━━━ Records for this exercise ━━━

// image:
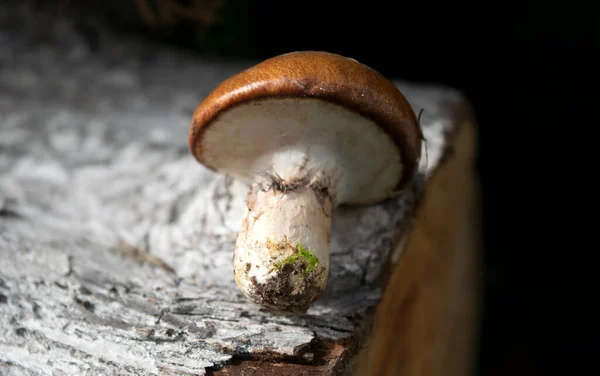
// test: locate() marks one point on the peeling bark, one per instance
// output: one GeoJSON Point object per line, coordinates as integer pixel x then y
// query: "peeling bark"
{"type": "Point", "coordinates": [116, 246]}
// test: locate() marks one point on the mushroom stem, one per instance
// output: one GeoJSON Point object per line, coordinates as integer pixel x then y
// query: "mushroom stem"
{"type": "Point", "coordinates": [281, 258]}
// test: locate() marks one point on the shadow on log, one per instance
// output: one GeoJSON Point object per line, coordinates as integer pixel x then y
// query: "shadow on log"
{"type": "Point", "coordinates": [116, 246]}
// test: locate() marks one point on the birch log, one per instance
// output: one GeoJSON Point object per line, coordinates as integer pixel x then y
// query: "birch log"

━━━

▸ **Given problem**
Copy the lines verbatim, starting at the line containing "on log, one per instance" and continuing through the last line of the records.

▸ **Worked solution**
// test: locate() marks one point on the shadow on log, one per instance
// output: one GeoJSON Point object per line, coordinates as integer pixel x then y
// query: "shadow on log"
{"type": "Point", "coordinates": [116, 246]}
// test: locate() marks one point on the birch log, one per instance
// output: one GeoJSON Point object per line, coordinates as integer pixel x then y
// query: "birch log"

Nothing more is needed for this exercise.